▶ What is required:
Reproduce the records below character for character, covering the stretch from the line that contains "draw the outline of the roof antenna" through the end of the records.

▶ Segmentation dataset records:
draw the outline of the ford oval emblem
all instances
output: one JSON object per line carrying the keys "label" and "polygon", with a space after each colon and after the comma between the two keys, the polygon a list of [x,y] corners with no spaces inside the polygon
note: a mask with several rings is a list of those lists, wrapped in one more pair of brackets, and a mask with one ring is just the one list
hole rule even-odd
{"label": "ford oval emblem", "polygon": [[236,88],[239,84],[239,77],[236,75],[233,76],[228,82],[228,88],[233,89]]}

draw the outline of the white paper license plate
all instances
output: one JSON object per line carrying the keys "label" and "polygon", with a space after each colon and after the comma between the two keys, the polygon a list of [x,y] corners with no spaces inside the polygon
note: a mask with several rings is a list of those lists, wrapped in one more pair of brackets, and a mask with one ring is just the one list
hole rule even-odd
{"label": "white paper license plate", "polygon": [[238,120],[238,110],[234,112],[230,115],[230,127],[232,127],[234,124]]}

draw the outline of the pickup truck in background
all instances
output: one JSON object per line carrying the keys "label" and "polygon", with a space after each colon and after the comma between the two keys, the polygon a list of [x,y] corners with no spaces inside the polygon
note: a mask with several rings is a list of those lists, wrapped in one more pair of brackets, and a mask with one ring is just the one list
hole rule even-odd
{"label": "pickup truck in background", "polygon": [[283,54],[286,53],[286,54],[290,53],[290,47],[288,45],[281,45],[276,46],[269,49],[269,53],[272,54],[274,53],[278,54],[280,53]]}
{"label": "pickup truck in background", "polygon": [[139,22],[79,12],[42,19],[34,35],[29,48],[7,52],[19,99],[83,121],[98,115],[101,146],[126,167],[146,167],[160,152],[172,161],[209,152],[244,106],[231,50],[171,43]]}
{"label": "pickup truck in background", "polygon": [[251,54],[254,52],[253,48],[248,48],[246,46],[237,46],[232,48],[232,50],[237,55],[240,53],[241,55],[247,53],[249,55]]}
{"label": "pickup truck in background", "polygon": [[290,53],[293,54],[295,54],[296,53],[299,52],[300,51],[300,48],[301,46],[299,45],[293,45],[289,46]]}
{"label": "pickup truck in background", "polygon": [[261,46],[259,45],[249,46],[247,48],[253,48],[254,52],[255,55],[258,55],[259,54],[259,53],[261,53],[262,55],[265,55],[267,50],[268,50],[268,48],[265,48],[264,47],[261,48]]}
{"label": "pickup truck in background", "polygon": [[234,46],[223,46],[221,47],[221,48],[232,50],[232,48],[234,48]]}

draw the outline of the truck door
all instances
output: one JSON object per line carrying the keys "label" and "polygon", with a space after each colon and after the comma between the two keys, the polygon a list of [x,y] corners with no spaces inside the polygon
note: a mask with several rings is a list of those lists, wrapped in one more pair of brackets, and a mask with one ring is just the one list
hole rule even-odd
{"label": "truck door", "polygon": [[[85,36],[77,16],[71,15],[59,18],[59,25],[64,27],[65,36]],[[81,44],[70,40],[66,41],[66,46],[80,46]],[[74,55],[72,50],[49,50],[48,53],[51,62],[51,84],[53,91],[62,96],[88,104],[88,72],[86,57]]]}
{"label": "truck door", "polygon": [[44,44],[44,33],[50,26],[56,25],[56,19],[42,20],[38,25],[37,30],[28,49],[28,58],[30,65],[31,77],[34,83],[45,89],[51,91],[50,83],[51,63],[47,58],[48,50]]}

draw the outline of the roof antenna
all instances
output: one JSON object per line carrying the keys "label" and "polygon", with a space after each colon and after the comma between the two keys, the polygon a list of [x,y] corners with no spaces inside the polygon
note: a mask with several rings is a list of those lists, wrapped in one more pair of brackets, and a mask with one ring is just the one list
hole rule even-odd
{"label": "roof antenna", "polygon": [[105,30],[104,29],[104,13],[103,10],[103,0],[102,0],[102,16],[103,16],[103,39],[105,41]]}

▶ Result of this task:
draw the outline of the roof antenna
all instances
output: one JSON object per line carrying the keys "label" and "polygon", with a space after each colon and after the comma between the two keys, the polygon a list of [x,y] corners with no spaces inside the polygon
note: a mask with several rings is a list of those lists, wrapped in one more pair of brackets, and a mask with one ring is just the one list
hole rule even-odd
{"label": "roof antenna", "polygon": [[105,30],[104,29],[104,13],[103,10],[103,0],[102,0],[102,16],[103,16],[103,39],[105,41]]}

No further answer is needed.